* _Text extract_
:::::

You are viewing a plain text version of this content. The canonical link for it is here.
Posted to dev@hive.apache.org by Krisztian Kasa <kk...@hortonworks.com> on 2019/07/10 14:16:25 UTC

Review Request 71038: HIVE-21965

-----------------------------------------------------------
This is an automatically generated e-mail. To reply, visit:
https://reviews.apache.org/r/71038/
-----------------------------------------------------------

Review request for hive, Jesús Camacho Rodríguez, Jason Dere, Zoltan Haindrich, and Vineet Garg.


Bugs: HIVE-21965
    https://issues.apache.org/jira/browse/HIVE-21965


Repository: hive-git


Description
-------

Implement parallel processing in HiveStrictManagedMigration
===========================================================

1. Process databases and tables paralelly using a thread pool for each. Thread pools size can be defined by command line options. If no options are given the default pool size is the number of cpu cores / 2
2. Add option for filtering table type.


Diffs
-----

  ql/src/java/org/apache/hadoop/hive/ql/util/CloseableThreadLocal.java PRE-CREATION 
  ql/src/java/org/apache/hadoop/hive/ql/util/HiveStrictManagedMigration.java 80025b7046 
  ql/src/java/org/apache/hadoop/hive/ql/util/NamedForkJoinWorkerThreadFactory.java PRE-CREATION 
  ql/src/test/org/apache/hadoop/hive/ql/TxnCommandsBaseForTests.java 5f39fdccb5 
  ql/src/test/org/apache/hadoop/hive/ql/util/CloseableThreadLocalTest.java PRE-CREATION 
  ql/src/test/org/apache/hadoop/hive/ql/util/TestHiveStrictManagedMigration.java PRE-CREATION 


Diff: https://reviews.apache.org/r/71038/diff/1/


Testing
-------

New UT for testing migration.

:::::

* _Supplied information_

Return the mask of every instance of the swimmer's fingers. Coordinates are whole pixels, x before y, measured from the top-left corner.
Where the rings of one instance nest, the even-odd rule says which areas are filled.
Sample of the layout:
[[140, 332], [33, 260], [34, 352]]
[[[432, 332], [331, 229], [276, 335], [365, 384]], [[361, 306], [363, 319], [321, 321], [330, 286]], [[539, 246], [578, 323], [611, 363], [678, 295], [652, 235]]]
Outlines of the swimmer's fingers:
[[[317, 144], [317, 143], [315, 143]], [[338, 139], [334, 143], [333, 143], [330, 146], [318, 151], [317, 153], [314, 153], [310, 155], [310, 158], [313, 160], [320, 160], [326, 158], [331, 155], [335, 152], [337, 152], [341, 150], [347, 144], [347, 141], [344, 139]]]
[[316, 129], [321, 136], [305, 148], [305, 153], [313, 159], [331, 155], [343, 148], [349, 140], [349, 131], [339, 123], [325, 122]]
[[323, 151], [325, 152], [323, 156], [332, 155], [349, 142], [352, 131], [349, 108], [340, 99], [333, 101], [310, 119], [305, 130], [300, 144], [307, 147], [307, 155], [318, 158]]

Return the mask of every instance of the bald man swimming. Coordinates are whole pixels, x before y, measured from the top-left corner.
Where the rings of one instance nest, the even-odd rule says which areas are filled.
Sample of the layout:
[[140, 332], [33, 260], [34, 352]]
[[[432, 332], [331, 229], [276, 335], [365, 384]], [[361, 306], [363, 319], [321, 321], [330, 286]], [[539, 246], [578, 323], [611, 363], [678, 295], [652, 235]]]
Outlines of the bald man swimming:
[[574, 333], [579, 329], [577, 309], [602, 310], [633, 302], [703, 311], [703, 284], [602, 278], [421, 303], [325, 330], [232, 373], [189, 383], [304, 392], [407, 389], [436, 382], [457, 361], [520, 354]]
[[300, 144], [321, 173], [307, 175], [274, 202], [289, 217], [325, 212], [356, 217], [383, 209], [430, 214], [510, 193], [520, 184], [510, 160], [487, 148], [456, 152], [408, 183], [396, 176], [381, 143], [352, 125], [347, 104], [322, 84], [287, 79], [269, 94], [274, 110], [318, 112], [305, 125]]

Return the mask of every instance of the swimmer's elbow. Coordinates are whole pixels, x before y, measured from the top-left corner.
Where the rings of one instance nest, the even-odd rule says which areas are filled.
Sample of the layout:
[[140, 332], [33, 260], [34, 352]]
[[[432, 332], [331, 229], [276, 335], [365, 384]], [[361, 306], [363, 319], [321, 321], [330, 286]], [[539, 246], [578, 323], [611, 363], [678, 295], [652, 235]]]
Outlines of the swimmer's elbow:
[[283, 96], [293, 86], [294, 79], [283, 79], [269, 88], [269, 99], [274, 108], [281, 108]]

:::::

* _Direction_
According to the review request, what thread pool size is used when no command line options are given?

* _Task result_
The number of CPU cores divided by 2.